__EXTRACT TO READ__:

::::::

Re: benchmarking the query planner

From: "Greg Stark" <stark(at)enterprisedb(dot)com>
To: "Simon Riggs" <simon(at)2ndquadrant(dot)com>
Cc: "Tom Lane" <tgl(at)sss(dot)pgh(dot)pa(dot)us>, "Robert Haas" <robertmhaas(at)gmail(dot)com>, "Kevin Grittner" <Kevin(dot)Grittner(at)wicourts(dot)gov>, "jd(at)commandprompt(dot)com" <jd(at)commandprompt(dot)com>, "Josh Berkus" <josh(at)agliodbs(dot)com>, "Greg Smith" <gsmith(at)gregsmith(dot)com>, pgsql-hackers(at)postgresql(dot)org
Subject: Re: benchmarking the query planner
Date: 2008-12-12 19:08:38
Message-ID: 4136ffa0812121108i7b75490cq93f599adfd6f564a@mail.gmail.com
Views: Raw Message | Whole Thread | Download mbox | Resend email
Thread:
Lists: pgsql-hackers

On Fri, Dec 12, 2008 at 6:31 PM, Simon Riggs <simon(at)2ndquadrant(dot)com> wrote:
>
> Why not keep the random algorithm we have now, but scan the block into a
> separate hash table for ndistinct estimation. That way we keep the
> correct random rows for other purposes.

::::::

__RECORD EXCERPTS__:

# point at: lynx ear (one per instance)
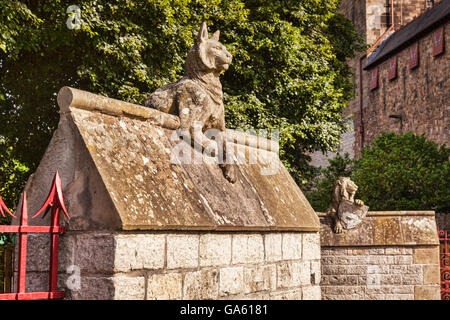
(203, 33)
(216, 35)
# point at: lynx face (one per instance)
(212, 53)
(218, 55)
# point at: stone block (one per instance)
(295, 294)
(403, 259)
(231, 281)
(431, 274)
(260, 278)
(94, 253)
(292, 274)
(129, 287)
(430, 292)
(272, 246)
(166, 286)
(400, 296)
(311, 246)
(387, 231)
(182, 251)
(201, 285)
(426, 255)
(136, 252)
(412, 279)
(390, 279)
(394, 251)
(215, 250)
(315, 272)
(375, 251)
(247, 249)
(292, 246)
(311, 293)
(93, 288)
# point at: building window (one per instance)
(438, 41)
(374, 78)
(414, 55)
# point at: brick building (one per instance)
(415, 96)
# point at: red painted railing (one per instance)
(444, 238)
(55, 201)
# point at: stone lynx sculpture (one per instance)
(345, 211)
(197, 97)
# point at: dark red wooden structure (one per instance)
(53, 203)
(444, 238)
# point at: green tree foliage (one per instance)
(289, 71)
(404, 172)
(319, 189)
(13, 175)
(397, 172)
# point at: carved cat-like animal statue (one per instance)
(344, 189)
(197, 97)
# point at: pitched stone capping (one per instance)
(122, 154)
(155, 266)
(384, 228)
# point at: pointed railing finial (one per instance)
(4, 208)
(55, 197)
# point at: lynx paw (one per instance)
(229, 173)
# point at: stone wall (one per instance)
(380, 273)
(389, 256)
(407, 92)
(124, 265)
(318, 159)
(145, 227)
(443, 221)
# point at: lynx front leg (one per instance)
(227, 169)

::::::

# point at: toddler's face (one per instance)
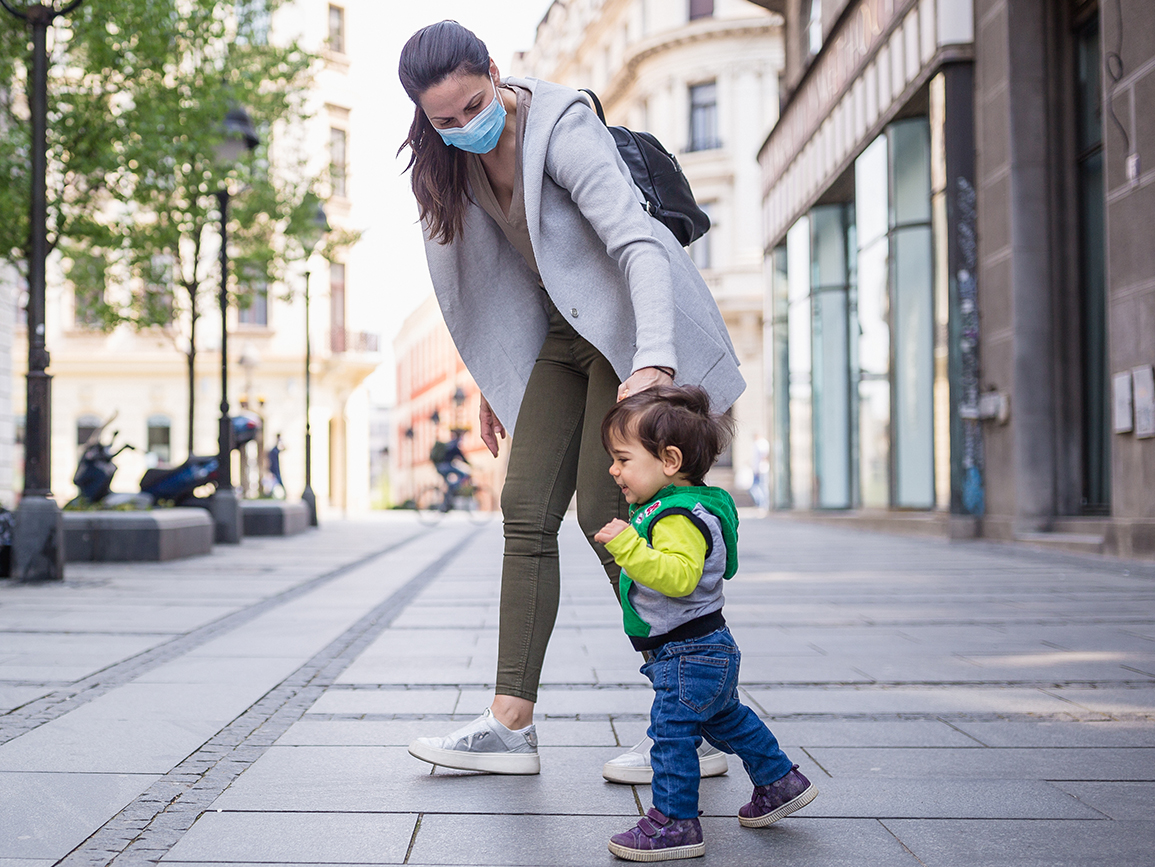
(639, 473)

::::::

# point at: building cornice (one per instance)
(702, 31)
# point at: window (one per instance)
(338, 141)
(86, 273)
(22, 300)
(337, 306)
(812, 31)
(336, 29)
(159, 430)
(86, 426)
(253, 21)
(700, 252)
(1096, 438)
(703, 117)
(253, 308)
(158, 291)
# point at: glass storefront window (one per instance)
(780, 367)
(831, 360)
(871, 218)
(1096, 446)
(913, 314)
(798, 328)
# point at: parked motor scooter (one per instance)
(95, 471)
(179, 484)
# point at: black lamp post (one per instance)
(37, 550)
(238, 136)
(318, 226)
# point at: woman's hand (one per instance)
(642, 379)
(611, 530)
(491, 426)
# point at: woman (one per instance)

::::::

__YOUR INSTRUCTIONS__: Please write out the mailing-list message on benchmarking the query planner in full, word for word. The material is not needed for what comes next.

__SOLUTION TO THIS PROBLEM__:
Re: benchmarking the query planner

From: "Greg Stark" <stark(at)enterprisedb(dot)com>
To: "Simon Riggs" <simon(at)2ndquadrant(dot)com>
Cc: "Tom Lane" <tgl(at)sss(dot)pgh(dot)pa(dot)us>, "Robert Haas" <robertmhaas(at)gmail(dot)com>, "Kevin Grittner" <Kevin(dot)Grittner(at)wicourts(dot)gov>, "jd(at)commandprompt(dot)com" <jd(at)commandprompt(dot)com>, "Josh Berkus" <josh(at)agliodbs(dot)com>, "Greg Smith" <gsmith(at)gregsmith(dot)com>, pgsql-hackers(at)postgresql(dot)org
Subject: Re: benchmarking the query planner
Date: 2008-12-12 19:08:38
Message-ID: 4136ffa0812121108i7b75490cq93f599adfd6f564a@mail.gmail.com
Views: Raw Message | Whole Thread | Download mbox | Resend email
Thread:
Lists: pgsql-hackers

On Fri, Dec 12, 2008 at 6:31 PM, Simon Riggs <simon(at)2ndquadrant(dot)com> wrote:
>
> Why not keep the random algorithm we have now, but scan the block into a
> separate hash table for ndistinct estimation. That way we keep the
> correct random rows for other purposes.